**TASK DESCRIPTION:** An exact copy of the lines from the one containing "Target: blue canvas tarp" to the end of the records below is required, and nothing else.

== DATA FOR THIS EXERCISE ==

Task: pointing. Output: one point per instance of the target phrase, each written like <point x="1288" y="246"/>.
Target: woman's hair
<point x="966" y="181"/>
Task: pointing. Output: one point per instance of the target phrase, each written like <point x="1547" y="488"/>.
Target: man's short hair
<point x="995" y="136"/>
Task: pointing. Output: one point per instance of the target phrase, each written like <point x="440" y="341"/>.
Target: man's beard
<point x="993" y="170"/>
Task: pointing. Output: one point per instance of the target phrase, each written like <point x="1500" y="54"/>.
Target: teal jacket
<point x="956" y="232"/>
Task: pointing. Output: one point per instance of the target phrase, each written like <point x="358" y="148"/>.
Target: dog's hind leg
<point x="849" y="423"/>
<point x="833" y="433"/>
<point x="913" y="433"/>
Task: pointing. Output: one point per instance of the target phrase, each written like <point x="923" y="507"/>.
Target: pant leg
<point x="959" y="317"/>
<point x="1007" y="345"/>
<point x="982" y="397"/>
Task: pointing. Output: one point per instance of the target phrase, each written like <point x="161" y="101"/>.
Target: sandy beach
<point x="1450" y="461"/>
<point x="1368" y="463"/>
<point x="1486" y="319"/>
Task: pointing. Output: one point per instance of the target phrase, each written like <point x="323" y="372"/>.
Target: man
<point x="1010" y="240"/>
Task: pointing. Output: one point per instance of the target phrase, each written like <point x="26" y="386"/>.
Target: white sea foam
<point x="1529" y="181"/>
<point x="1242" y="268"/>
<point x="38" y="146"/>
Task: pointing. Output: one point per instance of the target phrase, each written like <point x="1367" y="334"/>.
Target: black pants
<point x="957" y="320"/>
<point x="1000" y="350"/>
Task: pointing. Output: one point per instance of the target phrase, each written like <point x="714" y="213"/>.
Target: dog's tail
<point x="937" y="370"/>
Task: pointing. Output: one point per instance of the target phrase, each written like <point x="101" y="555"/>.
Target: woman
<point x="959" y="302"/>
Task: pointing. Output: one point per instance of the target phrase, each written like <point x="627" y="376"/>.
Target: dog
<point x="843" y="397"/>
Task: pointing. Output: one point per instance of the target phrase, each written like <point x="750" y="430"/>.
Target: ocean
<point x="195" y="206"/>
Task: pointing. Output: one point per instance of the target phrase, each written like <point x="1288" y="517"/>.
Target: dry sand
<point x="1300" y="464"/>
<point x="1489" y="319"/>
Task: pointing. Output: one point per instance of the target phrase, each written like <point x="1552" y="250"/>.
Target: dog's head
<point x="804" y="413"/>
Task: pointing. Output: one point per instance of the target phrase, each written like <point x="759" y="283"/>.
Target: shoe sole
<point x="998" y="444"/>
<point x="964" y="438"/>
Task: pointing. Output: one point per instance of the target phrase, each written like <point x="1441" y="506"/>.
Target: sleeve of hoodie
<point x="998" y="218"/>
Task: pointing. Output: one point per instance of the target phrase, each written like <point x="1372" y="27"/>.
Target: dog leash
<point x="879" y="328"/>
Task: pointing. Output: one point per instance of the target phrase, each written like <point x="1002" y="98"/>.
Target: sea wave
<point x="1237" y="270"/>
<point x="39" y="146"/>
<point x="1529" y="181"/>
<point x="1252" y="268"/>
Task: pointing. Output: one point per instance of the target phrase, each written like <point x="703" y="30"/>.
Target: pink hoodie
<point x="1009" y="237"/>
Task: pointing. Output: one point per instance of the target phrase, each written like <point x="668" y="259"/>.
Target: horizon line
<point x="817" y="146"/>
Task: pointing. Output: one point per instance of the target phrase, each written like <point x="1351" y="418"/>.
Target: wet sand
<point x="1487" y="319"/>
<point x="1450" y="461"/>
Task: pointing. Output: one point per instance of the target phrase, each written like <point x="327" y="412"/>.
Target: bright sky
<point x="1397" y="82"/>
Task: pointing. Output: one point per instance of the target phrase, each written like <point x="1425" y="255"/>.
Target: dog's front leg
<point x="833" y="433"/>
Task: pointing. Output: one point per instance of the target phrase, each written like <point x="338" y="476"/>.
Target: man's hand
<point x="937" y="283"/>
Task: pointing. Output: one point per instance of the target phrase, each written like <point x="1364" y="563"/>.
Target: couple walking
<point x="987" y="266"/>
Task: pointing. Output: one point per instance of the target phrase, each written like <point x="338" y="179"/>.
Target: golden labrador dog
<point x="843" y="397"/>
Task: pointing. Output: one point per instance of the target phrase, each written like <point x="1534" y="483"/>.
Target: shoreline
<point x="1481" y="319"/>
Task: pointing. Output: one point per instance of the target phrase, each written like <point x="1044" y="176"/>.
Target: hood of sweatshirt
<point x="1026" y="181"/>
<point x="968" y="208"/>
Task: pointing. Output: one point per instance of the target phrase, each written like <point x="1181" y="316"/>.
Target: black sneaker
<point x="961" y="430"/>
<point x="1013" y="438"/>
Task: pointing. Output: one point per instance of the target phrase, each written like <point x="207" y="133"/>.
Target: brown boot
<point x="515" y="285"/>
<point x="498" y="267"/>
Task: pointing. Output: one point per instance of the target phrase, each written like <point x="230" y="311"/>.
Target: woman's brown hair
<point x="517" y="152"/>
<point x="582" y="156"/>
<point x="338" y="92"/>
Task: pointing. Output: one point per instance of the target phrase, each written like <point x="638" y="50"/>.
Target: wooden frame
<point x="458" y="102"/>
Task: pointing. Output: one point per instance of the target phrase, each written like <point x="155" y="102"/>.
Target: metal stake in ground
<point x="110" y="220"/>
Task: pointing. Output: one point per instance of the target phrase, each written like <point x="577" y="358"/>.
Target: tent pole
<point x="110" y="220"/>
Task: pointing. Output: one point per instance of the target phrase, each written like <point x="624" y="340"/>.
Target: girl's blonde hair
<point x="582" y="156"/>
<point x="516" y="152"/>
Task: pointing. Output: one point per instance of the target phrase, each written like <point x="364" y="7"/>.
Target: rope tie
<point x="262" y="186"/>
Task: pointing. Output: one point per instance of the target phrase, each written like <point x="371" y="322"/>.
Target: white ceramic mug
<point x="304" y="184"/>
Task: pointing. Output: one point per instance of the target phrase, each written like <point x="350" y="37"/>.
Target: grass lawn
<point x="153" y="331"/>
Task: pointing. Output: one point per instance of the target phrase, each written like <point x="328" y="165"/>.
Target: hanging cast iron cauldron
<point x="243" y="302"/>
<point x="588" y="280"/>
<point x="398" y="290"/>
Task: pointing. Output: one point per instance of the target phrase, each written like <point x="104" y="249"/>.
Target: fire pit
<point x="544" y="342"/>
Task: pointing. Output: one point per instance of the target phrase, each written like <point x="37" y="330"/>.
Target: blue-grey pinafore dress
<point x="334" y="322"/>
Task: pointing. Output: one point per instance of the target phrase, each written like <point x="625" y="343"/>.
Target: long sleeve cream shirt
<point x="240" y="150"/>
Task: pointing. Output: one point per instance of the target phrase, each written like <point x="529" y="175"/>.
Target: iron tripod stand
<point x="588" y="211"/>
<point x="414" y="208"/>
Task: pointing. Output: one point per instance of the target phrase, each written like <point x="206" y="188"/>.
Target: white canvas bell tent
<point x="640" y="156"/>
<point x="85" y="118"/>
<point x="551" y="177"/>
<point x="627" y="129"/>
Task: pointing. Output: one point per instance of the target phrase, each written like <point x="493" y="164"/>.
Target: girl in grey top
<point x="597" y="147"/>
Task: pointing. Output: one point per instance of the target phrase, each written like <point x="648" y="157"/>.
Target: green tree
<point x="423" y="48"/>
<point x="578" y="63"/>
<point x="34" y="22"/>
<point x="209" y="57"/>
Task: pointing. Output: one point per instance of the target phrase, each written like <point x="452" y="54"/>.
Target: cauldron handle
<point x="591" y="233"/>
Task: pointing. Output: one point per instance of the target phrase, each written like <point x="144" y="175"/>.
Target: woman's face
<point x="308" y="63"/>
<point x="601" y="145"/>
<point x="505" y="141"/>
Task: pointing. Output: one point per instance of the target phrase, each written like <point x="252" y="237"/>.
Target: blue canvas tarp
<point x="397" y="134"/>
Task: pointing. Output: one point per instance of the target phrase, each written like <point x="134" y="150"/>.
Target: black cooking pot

===

**ANSWER SPACE:**
Target: blue canvas tarp
<point x="397" y="134"/>
Task: pointing. Output: one point per instance of the target phrase, each written like <point x="134" y="150"/>.
Target: black cooking pot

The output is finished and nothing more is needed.